▶ **Aim of the task**:
Only an exact repetition of the entries will do.

▶ **Records to process**:
※ ※ ※

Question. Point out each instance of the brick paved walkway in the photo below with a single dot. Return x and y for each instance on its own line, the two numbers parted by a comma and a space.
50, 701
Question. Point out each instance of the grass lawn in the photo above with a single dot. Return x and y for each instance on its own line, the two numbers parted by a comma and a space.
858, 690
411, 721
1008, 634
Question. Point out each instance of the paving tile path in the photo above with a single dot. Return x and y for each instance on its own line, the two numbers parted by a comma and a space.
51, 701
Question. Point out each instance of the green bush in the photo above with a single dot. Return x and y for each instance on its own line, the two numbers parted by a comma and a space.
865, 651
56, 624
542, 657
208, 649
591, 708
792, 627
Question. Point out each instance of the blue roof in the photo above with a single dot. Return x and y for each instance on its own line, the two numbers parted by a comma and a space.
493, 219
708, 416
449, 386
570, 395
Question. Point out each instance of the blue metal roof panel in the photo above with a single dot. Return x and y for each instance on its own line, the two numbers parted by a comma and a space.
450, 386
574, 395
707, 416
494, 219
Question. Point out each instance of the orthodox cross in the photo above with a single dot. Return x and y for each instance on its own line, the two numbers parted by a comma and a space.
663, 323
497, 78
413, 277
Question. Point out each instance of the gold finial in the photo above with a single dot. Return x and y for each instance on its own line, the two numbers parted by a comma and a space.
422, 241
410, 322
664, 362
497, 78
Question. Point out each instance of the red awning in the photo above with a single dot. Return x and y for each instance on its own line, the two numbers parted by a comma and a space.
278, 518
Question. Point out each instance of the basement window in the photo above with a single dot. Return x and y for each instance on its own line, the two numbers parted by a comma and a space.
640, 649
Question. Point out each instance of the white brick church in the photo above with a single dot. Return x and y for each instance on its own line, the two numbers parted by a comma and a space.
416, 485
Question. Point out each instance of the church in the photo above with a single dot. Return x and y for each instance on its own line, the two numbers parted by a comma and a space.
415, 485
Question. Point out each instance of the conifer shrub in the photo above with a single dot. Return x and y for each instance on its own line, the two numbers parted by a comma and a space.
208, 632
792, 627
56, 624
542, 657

※ ※ ※

▶ **Answer to this exercise**:
Question. Point out each instance of the brick paved walkway in the photo below with a single dot. Return x and y for each instance on its own line, the two numbers parted by a comma and a space.
50, 701
Question. Point out each instance of the grass lawn in the photo above with a single dot. Return x and y for each instance on its own line, the two numbers parted by a comma and a space.
858, 690
411, 721
1008, 634
Question. Point out each instance of the paving tile path in the photo above with a single dot. Return x and y for each instance on its own line, the two numbers parted by a comma and a space.
51, 701
Question. Point out each instance of the green bush in the photo above with a single dot. Return x and y for each instance on its own line, the two numbers parted by a comma and a space.
865, 651
56, 624
542, 657
208, 649
591, 708
792, 627
Question. Point out each instance of the blue roof in the photo above with a single dot. Return x and y for each instance on its own line, the two numbers parted by a comma and a space.
493, 219
708, 416
449, 386
570, 395
Question. Point out each instance of the blue metal roof panel in the photo above with a single dot. Return x and y for each instance on its own line, the two numbers parted by a comma and a space.
450, 386
574, 395
707, 416
494, 219
Question. Point out each instance of the orthodox cross in the photo above with a single dot. Return x and y for each instance on its own line, the two numbers parted by a comma and a space.
663, 323
497, 78
413, 277
Question. Point out each instance of the gold finial in the photo above with a single dot. Return x and y for each instance on its own line, the two numbers parted by a comma and a space.
422, 241
410, 322
664, 362
497, 78
Question. Point out each instance of the red awning in the photo above with a single dot. Return x and y for each instance on its own line, the two numbers parted by a comma and a space.
278, 518
Question. Point out each instance of the basement window in the photo above with a single dot. Return x and y for each instance on its own line, the two numbers parted by a comma and a space.
640, 649
Question. Point out each instance of the white brick church in the photo above with a single dot. Return x and y for each instance on its own line, the two numbers parted by a comma and a space.
416, 485
Question. Point out each instance of the church in the photo above with a single dot. Return x and y for each instance on its own line, the two numbers parted by a comma and a space.
415, 485
Question. Point out each instance of the conifer shrub in the photo above with a single dot. Return x and y for each instance on its own line, the two numbers parted by a comma and a space.
208, 632
792, 627
56, 624
542, 657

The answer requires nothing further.